**EXTRACTED TEXT:**
□ □ □ □ □

Ensemble of Binary and Multiclass Classifiers for Detecting Cardiac Abnormalities Using 12-Lead ECGs

Roneel Sharan, Shlomo Berkovsky, Hao Xiong, Sidong Liu
Macquarie University


Abstract

The standard 12-lead electrocardiogram (ECG) is widely used by cardiologists in diagnosing cardiac abnormalities. However, manual interpretation of ECG signals can be time consuming and dependent on the skills of the clinicians. In this work, we present an approach for detection of cardiac abnormalities through automatic analysis of 12-lead ECGs. The proposed technique is trained and validated on a dataset of 6,877 recordings with eight cardiac abnormalities and one normal sinus rhythm. Our approach applies median filtering to raw ECG signals and uses it as a direct input to two CNN-BiLSTM networks. The first network is trained for multiclass classification and the second network is trained for binary classification in a one-against-all strategy. A weighted classification layer is used to compensate the high imbalance in the class sizes. The probability outputs of these two networks are concatenated and used to train a softmax layer for making the final prediction. While the ECG signals in the dataset is up to 60 seconds long, our approach utilizes only the first 15 seconds of the signals as it was seen to produce comparable performance with lower computational costs. Our team (AIHI) achieved a F2 score of 0.826 and G2 score of 0.610 (geometric mean of 0.710) in four-fold cross-validation and a F2 score of 0.813 and G2 score of 0.590 (geometric mean of 0.693) on the hidden test set. Our current method learns temporal information from the raw ECG signals. In future, we plan to complement it with frequency domain characteristics to potentially achieve an even better classification performance.

□ □ □ □ □

**SUPPLIED DATA:**
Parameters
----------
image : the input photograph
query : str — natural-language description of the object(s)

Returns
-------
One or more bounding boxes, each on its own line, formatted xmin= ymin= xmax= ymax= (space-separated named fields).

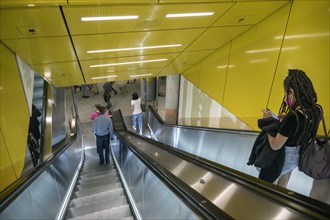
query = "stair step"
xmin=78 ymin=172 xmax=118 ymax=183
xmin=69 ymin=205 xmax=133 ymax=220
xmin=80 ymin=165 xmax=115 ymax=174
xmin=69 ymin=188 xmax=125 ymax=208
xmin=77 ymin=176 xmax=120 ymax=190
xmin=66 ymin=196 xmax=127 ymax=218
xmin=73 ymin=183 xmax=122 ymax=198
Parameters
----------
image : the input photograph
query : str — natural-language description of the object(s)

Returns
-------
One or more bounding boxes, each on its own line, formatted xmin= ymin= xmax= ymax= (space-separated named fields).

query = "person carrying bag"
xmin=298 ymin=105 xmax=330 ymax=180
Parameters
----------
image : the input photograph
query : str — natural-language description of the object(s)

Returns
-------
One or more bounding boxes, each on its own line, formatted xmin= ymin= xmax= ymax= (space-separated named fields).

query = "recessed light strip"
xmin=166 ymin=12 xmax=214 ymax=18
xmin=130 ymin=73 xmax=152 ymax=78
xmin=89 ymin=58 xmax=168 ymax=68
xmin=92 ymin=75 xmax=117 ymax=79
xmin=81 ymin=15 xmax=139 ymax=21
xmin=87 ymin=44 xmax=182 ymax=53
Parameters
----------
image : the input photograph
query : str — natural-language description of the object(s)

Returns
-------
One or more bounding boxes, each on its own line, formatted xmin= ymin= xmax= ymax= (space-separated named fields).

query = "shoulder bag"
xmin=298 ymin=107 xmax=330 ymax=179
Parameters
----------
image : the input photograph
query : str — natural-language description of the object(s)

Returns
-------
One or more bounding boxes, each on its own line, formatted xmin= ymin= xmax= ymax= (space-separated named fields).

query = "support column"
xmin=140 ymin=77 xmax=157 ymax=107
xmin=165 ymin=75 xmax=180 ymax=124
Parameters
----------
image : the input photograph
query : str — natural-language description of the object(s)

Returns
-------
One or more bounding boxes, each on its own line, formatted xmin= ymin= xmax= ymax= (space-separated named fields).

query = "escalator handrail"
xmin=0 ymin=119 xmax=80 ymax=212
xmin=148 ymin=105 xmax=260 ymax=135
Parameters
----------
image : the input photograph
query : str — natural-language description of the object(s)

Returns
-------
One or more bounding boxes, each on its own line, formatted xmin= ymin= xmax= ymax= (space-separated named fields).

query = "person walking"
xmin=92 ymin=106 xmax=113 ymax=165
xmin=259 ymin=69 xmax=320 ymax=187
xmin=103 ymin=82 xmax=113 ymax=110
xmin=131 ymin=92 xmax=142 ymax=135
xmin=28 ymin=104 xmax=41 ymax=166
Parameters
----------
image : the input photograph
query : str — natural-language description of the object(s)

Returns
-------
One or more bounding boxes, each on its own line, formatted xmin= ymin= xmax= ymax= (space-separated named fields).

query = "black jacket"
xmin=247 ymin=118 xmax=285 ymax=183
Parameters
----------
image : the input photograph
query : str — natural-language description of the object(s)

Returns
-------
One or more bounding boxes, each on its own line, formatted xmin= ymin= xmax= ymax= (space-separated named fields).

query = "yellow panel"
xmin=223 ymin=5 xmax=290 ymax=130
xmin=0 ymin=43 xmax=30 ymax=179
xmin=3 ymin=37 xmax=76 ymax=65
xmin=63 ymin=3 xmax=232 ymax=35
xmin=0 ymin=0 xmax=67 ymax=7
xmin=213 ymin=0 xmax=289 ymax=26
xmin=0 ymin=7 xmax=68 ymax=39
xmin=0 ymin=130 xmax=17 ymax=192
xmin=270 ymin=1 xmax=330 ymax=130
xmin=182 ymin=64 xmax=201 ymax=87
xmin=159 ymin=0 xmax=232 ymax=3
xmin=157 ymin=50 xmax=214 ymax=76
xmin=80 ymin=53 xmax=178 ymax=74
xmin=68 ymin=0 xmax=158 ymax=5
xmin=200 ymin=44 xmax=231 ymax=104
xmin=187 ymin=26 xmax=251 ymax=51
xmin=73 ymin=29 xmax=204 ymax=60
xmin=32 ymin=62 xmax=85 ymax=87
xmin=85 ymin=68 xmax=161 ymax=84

□ □ □ □ □

**WHAT YOU ARE ASKED TO DO:** According to the ECG abstract, how many seconds of each signal does the approach use?

**SOLUTION FOR THIS PROBLEM:** Only the first 15 seconds of each signal.